EXERCISE DESCRIPTION: Reproduce the lines of the items below word for word, beginning with the line containing "Point out the street" and continuing through the last line of the items.

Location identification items
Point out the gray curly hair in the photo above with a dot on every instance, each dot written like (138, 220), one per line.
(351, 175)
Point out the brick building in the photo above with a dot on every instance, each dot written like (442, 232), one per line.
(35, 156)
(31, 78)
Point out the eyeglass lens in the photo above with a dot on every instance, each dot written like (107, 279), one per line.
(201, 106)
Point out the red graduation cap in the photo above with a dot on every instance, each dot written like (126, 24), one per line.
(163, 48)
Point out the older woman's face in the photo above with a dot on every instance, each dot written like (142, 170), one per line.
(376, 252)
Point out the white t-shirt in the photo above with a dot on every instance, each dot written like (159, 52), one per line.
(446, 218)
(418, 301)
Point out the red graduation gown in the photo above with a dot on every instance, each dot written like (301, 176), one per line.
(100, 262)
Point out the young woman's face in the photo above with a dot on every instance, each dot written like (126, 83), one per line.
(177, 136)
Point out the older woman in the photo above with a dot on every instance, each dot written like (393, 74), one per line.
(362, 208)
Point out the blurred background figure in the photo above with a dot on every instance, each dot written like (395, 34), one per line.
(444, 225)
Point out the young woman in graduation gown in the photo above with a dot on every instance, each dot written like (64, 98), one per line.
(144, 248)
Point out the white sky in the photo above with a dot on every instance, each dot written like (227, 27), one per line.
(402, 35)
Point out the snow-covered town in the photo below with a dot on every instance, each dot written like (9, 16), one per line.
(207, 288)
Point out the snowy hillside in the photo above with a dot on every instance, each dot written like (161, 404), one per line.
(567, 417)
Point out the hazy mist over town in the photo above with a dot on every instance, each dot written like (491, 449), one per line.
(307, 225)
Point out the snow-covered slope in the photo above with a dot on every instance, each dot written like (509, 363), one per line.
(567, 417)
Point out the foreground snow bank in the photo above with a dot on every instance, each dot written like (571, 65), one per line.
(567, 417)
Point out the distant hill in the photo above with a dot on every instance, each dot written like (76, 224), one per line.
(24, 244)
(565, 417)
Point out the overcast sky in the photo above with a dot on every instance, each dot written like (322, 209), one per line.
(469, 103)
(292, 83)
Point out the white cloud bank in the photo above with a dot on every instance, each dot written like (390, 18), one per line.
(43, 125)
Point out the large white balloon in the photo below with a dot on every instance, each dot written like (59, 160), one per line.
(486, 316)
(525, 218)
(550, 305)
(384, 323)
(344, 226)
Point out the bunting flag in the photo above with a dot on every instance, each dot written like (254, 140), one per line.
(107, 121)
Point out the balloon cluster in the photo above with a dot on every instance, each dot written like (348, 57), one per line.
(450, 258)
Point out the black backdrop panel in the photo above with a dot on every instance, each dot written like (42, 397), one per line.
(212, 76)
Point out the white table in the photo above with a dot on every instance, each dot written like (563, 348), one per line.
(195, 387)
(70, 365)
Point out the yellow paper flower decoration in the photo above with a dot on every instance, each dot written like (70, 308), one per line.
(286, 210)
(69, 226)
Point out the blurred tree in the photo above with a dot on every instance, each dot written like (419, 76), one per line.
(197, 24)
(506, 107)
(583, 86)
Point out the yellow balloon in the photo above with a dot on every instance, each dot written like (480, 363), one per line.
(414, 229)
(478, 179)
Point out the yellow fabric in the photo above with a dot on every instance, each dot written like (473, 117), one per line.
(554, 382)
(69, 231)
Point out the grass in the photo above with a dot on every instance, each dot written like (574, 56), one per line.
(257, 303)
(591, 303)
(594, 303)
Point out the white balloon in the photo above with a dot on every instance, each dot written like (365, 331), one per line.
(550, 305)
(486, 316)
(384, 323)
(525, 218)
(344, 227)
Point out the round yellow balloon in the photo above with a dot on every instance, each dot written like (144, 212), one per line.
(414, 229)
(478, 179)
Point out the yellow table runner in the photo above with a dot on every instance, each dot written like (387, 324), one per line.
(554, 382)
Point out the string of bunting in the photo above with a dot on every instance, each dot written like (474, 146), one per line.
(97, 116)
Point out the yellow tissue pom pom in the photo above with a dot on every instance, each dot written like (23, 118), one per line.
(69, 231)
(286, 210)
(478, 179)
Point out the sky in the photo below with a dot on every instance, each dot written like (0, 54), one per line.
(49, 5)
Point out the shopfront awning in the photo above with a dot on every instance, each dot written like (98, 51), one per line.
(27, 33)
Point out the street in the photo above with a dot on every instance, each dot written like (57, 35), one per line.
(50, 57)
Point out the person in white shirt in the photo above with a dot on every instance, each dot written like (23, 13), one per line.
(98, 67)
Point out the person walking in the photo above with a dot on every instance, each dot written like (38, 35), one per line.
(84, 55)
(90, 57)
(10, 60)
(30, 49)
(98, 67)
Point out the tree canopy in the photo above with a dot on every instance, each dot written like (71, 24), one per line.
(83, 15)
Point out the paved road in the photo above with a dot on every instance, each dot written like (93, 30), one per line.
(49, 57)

ANSWER TO THE TASK:
Point out the street in the photo above with a dot on every instance, each dot written like (57, 35), one per line.
(50, 57)
Point out the person in white shirt in the photo above with a dot on every instance, each dot written like (23, 13), one per line.
(98, 67)
Point out the person walking in the photo above with a dot on every instance, each dot written like (38, 35), one per line.
(84, 55)
(90, 57)
(10, 60)
(30, 49)
(98, 67)
Point out the tree canopy in the photo above with a dot on every instance, each dot written like (71, 24), one per line.
(83, 15)
Point out the paved road in the photo above with a dot on every instance, each dot written like (93, 30), one per line.
(49, 57)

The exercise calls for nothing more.